▶ [Task input]
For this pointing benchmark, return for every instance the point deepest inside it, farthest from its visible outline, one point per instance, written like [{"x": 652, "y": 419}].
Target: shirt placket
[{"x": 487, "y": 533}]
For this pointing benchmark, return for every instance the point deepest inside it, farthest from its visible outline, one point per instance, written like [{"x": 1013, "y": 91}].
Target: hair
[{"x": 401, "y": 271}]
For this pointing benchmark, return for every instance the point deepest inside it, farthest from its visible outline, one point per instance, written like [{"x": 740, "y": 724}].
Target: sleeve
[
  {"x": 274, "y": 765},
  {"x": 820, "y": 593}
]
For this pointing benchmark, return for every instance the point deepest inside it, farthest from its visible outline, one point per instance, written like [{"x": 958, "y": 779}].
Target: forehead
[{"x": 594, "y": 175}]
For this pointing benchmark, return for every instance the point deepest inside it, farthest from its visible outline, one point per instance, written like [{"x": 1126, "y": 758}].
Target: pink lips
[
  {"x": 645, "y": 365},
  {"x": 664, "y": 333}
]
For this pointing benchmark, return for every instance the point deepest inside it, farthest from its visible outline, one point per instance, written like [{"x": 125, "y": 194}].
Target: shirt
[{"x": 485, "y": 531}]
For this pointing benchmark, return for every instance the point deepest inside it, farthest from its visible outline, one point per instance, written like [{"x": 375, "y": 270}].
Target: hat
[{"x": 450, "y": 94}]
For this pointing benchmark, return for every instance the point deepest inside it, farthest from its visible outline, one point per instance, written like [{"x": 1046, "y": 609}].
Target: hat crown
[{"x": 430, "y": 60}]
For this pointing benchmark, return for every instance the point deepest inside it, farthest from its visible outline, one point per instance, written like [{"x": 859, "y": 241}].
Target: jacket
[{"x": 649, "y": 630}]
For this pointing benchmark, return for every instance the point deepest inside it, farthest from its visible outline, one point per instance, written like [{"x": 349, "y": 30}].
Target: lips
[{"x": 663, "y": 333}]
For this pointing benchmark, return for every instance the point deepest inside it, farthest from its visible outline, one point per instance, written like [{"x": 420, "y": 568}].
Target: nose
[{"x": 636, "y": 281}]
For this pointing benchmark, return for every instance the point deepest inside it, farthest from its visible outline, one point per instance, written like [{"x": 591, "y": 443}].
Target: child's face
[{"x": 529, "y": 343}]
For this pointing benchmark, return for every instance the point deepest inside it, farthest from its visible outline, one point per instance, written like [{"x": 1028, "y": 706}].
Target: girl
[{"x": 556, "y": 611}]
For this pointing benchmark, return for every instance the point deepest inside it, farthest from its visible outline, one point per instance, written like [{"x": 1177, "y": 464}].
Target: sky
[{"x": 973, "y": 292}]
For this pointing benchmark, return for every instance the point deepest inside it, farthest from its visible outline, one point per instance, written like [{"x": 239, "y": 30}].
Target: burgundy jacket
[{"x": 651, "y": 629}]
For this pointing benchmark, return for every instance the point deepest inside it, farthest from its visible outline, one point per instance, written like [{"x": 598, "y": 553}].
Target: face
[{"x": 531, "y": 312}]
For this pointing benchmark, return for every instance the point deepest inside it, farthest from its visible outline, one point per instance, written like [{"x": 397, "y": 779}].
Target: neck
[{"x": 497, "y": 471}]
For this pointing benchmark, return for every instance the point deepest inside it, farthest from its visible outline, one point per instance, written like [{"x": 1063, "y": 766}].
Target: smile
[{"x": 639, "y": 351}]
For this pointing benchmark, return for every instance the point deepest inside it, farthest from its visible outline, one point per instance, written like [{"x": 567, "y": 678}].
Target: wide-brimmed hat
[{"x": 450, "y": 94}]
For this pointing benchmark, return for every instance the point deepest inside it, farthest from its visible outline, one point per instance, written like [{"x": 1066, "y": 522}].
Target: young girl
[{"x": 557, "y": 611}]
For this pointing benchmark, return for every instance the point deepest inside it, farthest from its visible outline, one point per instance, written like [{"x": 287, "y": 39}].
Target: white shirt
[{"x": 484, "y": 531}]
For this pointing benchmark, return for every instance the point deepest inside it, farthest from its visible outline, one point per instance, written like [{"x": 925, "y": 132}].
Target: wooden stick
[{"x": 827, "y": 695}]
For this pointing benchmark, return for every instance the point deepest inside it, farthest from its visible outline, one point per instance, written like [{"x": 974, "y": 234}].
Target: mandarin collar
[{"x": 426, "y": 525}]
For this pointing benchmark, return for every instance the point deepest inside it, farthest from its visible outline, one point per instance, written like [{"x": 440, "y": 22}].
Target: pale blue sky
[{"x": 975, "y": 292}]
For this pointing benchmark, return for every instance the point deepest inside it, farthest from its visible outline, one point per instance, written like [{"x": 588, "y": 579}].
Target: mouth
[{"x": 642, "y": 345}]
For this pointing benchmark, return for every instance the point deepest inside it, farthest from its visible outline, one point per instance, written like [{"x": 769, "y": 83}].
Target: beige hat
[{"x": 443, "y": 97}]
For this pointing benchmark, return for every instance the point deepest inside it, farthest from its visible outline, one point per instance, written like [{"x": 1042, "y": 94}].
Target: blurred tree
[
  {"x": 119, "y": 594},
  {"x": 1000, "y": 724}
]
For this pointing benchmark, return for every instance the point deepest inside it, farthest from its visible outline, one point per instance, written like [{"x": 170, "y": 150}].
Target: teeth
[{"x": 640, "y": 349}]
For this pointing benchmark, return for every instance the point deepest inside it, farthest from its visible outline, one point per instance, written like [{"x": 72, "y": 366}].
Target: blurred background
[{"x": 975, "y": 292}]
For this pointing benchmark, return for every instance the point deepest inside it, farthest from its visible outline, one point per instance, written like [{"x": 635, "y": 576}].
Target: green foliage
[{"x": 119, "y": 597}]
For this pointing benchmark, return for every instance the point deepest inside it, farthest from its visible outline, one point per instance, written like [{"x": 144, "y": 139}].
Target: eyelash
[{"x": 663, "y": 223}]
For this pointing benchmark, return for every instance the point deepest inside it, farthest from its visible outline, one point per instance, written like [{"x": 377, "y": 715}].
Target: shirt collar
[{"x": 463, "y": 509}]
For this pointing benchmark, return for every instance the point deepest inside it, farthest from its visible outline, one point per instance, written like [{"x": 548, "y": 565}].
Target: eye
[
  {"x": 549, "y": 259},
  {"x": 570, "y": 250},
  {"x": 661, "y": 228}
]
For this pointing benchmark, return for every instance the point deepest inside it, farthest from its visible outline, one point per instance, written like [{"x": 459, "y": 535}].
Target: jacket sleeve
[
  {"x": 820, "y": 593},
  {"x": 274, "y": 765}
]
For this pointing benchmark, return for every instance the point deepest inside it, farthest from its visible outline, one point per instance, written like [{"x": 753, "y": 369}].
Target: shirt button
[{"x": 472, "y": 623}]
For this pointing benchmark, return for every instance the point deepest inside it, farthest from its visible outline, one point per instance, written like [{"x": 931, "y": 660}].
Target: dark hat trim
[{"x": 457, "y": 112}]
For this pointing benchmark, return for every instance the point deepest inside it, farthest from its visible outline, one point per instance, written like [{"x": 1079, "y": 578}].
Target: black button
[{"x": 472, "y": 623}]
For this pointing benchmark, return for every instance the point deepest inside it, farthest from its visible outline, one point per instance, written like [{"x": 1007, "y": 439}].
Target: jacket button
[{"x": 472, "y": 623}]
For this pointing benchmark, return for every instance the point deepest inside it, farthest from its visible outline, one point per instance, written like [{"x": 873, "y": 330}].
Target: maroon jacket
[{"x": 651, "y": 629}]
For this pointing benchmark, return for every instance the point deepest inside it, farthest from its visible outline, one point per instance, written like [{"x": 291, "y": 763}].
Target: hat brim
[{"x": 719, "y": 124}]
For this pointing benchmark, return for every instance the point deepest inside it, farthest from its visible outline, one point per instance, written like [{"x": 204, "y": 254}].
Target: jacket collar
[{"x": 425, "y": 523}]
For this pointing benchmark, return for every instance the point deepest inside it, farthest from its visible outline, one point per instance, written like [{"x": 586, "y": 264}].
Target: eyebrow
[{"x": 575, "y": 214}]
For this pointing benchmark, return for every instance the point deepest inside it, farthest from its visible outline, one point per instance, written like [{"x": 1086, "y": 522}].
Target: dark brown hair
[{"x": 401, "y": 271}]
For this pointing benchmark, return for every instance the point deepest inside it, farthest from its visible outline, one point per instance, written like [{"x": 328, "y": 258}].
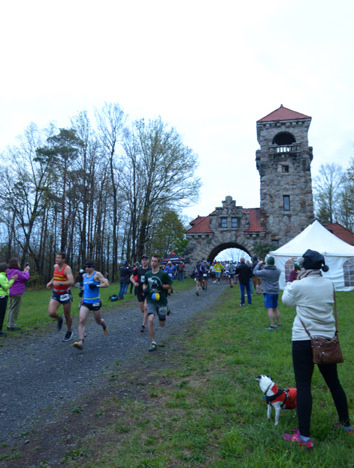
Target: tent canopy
[
  {"x": 339, "y": 255},
  {"x": 316, "y": 237}
]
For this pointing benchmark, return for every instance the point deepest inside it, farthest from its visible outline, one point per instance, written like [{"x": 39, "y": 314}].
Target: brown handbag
[{"x": 326, "y": 350}]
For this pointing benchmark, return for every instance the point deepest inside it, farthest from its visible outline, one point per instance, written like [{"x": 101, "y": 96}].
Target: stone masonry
[{"x": 284, "y": 165}]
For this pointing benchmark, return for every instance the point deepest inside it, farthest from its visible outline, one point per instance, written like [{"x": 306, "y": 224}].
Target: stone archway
[
  {"x": 226, "y": 227},
  {"x": 224, "y": 246}
]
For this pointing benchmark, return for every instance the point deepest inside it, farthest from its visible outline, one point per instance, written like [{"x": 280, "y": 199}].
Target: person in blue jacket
[{"x": 93, "y": 281}]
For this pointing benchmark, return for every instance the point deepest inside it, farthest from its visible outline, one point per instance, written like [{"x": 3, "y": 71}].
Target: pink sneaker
[
  {"x": 348, "y": 429},
  {"x": 297, "y": 439}
]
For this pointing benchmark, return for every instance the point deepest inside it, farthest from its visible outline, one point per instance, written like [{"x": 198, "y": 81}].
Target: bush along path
[{"x": 44, "y": 380}]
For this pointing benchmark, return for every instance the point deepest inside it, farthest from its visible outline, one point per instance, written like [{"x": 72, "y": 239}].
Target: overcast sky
[{"x": 210, "y": 69}]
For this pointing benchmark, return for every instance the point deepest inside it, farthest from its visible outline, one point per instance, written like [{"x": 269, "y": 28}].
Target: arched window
[
  {"x": 283, "y": 138},
  {"x": 348, "y": 271}
]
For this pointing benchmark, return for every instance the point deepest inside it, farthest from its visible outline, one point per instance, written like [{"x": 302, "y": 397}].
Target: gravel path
[{"x": 40, "y": 374}]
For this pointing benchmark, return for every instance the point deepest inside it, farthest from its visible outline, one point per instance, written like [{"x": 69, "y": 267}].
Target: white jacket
[{"x": 313, "y": 298}]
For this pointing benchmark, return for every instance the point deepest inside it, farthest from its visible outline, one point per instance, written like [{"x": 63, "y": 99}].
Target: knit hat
[{"x": 314, "y": 261}]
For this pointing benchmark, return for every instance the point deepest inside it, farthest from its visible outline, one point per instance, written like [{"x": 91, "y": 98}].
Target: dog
[{"x": 277, "y": 398}]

▶ [What you are asked to do]
Count the lines in the listing above that contain the string "white", treating uppercase and lowercase as different, and give only that number.

▶ [Solution for this exercise]
2